**Task objective**
Please copy the lines below word for word.

**Supplied material**
** Begin **

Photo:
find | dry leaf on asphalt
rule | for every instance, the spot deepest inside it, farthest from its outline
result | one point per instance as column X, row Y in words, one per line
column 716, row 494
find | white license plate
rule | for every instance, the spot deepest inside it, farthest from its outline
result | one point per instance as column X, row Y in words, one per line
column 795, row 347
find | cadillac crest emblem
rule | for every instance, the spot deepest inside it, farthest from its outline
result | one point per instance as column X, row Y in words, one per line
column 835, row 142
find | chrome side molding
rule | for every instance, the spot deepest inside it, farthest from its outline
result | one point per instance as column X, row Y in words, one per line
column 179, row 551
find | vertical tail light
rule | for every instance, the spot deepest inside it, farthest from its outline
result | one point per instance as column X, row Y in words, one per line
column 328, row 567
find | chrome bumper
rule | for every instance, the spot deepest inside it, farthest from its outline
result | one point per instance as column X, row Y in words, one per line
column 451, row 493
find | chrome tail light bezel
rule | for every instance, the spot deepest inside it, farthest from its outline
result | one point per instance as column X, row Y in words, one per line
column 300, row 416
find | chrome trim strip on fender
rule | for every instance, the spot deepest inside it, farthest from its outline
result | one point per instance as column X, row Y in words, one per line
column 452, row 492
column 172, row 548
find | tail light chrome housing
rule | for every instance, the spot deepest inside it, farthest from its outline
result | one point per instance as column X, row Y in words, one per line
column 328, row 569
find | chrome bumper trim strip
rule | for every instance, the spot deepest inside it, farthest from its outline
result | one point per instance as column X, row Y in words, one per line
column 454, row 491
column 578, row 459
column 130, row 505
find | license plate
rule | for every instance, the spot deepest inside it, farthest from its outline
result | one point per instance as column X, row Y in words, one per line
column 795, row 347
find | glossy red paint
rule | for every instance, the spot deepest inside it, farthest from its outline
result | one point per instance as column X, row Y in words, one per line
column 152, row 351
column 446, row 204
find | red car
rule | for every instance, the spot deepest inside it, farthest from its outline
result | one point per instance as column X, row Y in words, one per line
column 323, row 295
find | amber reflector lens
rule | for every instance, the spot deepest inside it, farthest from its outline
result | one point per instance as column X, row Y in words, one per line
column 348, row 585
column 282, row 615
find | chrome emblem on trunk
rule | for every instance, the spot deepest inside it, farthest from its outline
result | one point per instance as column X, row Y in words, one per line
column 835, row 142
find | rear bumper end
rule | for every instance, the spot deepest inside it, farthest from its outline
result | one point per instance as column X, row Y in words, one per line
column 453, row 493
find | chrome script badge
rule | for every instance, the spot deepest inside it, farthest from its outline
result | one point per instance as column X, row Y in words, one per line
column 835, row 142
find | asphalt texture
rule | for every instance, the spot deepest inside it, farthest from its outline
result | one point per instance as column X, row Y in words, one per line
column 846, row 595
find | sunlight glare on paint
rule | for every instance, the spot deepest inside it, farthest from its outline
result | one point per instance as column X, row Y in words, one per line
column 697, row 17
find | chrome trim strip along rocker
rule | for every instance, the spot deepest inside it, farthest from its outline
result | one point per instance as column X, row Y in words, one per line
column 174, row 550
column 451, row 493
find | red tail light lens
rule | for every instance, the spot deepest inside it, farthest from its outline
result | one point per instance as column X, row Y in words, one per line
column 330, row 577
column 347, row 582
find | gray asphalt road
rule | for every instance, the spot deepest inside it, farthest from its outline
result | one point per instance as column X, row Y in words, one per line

** End **

**The completed task**
Photo:
find | dry leaf on asphalt
rule | for every instance, the spot deepest inside it, farthest from its outline
result | one point per instance as column X, row Y in words, one per line
column 716, row 494
find | white license plate
rule | for every instance, the spot deepest inside it, farthest from its outline
result | one point per instance as column X, row Y in words, one per line
column 795, row 347
find | cadillac crest emblem
rule | for every instance, the spot deepest inside it, farthest from its outline
result | one point per instance as column X, row Y in words, one per line
column 835, row 142
find | chrome side molding
rule | for every instance, the spot deepest inside it, farthest from its outline
result | one point per instance as column X, row Y in words, one per line
column 179, row 551
find | vertical tail light
rule | for every instance, the spot deepest inside it, farthest from its outline
result | one point per instance as column X, row Y in words, one per line
column 328, row 567
find | chrome bumper
rule | for every instance, the spot deepest inside it, farthest from its outline
result | one point per instance as column X, row Y in words, one per line
column 451, row 493
find | chrome tail light bezel
rule | for every instance, the spot deepest inside it, farthest from its outline
result | one point per instance as column X, row Y in words, one per line
column 300, row 416
find | chrome trim strip on fender
rule | for every instance, the spot deepest inside it, farthest from its outline
result | one point per instance as column X, row Y in words, one per line
column 452, row 492
column 172, row 548
find | tail light chrome housing
rule | for every instance, the spot deepest inside it, farthest from its outline
result | one point per instance as column X, row Y in words, one per line
column 328, row 569
find | chrome bumper trim strip
rule | for every instance, the spot deepest inside it, farthest from its outline
result | one point per instance as column X, row Y in words, one per line
column 454, row 491
column 578, row 459
column 130, row 505
find | license plate
rule | for every instance, the spot deepest inside it, farthest from its outline
result | one point per instance as column X, row Y in words, one per line
column 795, row 347
find | glossy red paint
rule | for every instance, the spot deepest inside it, farthest from its outline
result | one point per instance as column X, row Y in words, one per line
column 152, row 351
column 446, row 204
find | red car
rule | for every instance, the spot deepest inside it, farthest from its outline
result | one point per instance as column X, row Y in words, one per line
column 323, row 295
find | amber reflector lens
rule | for every instance, the spot deepest inside it, farthest from its outline
result | one point per instance as column X, row Y in words, one per line
column 348, row 585
column 282, row 615
find | chrome emblem on trunk
rule | for every instance, the spot deepest inside it, farthest from its outline
result | one point per instance as column X, row Y in words, one per line
column 835, row 142
find | rear bumper end
rule | for every instance, the spot deepest inside it, farthest from its outline
result | one point per instance as column X, row Y in words, one per line
column 453, row 493
find | chrome script badge
rule | for every instance, the spot deepest inside it, farthest from its outline
result | one point per instance as column X, row Y in words, one per line
column 835, row 142
find | asphalt texture
rule | for every instance, the spot deepest inside it, farthest from its outline
result | one point per instance as column X, row Y in words, one per line
column 846, row 595
find | sunlight glare on paint
rule | for every instance, the spot deepest inside it, farthest from its outline
result | one point per instance as column X, row Y in words, one per line
column 697, row 17
find | chrome trim strip along rocker
rule | for every instance, the spot deepest inside it, farthest from its outline
result | one point per instance as column X, row Y in words, one per line
column 174, row 550
column 451, row 493
find | red tail light lens
rule | for every instance, the spot deepest inside it, farthest from its outline
result | one point per instance as column X, row Y in words, one per line
column 330, row 577
column 347, row 582
find | gray asphalt road
rule | for every instance, the spot deepest inside it, farthest from its outline
result | one point per instance as column X, row Y in words, one per line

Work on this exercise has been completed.